## Required work:
Starting with the line that contains "Look at the photo above. For every instance of the metal" and going on through the end of the records, write all those lines out again, requests included, and scale every point coordinate in the answers by 2.4, rounding each to a whole number with halves rounded up.

## Records from a data source:
********************
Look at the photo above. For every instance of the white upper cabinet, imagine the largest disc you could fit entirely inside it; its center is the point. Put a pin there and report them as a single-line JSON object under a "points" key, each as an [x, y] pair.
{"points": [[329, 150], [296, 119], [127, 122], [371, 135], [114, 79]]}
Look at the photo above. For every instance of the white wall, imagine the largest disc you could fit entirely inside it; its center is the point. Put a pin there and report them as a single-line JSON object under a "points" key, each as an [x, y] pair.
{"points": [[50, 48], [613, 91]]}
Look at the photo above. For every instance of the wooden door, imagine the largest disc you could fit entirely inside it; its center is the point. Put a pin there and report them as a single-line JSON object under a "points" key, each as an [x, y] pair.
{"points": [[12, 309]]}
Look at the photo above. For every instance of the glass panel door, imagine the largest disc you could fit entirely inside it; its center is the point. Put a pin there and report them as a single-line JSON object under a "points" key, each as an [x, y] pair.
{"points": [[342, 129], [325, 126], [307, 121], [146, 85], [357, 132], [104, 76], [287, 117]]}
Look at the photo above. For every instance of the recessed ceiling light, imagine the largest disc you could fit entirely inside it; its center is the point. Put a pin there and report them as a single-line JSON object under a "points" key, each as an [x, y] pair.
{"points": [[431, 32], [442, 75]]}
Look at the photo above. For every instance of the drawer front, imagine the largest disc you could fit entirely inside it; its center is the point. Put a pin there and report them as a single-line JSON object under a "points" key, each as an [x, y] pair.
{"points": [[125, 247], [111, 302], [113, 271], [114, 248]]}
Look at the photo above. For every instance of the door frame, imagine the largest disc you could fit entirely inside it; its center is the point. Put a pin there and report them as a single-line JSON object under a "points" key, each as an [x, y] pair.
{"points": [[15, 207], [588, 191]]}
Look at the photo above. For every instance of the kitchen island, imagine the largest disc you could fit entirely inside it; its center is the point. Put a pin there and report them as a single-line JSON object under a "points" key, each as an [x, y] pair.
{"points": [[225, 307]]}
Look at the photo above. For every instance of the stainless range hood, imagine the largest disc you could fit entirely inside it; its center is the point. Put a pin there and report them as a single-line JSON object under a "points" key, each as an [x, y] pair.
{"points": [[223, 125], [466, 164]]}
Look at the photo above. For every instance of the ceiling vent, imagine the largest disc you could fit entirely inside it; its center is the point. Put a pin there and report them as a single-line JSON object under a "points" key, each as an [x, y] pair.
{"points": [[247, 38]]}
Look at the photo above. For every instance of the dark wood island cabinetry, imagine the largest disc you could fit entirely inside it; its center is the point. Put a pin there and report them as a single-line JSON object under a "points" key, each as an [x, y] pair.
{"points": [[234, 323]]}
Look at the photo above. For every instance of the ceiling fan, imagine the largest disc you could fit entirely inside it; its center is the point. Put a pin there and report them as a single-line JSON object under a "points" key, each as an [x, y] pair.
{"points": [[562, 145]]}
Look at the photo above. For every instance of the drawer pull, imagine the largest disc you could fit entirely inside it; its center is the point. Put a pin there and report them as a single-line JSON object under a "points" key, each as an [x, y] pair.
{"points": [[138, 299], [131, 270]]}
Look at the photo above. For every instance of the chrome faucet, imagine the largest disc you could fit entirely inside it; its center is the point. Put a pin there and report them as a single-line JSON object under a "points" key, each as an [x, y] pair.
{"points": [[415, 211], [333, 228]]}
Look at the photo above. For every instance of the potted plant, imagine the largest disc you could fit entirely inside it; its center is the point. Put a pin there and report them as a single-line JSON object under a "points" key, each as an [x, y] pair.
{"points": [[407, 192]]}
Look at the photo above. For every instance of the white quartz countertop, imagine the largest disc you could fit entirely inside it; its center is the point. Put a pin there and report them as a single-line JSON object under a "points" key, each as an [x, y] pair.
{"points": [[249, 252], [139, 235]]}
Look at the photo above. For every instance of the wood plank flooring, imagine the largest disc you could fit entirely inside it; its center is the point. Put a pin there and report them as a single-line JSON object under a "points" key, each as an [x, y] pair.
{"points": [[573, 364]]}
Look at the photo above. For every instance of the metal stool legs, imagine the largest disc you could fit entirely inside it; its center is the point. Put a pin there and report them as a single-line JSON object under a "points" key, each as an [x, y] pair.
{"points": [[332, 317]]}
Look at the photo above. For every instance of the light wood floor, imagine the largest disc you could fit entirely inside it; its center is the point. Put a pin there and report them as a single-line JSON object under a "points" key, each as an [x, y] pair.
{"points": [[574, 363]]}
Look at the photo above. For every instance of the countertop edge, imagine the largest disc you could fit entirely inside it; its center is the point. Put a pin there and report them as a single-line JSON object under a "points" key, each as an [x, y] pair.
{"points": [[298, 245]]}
********************
## Response:
Look at the photo above. For every instance of the metal stool legs, imagine the largest disc you could fit entirely inside it; its center is the point. Put a pin there and report them as a single-line JSON object under a "points" key, each as an [x, y] pair.
{"points": [[797, 761]]}
Look at the photo above. For every instance of the light wood floor, imagine the largest disc you could fit entirely inside it; its center is the point. Put a pin there and report them as a single-line JSON object under a "points" key, each as an [x, y] pair.
{"points": [[1378, 871]]}
Look at the photo above. For every instance of the countertop edge, imagine the largest disc you could fit entirely inside it; its center is the point. Put a pin there and report them as a single-line JSON object under a "points" key, each as an [x, y] pair.
{"points": [[715, 588]]}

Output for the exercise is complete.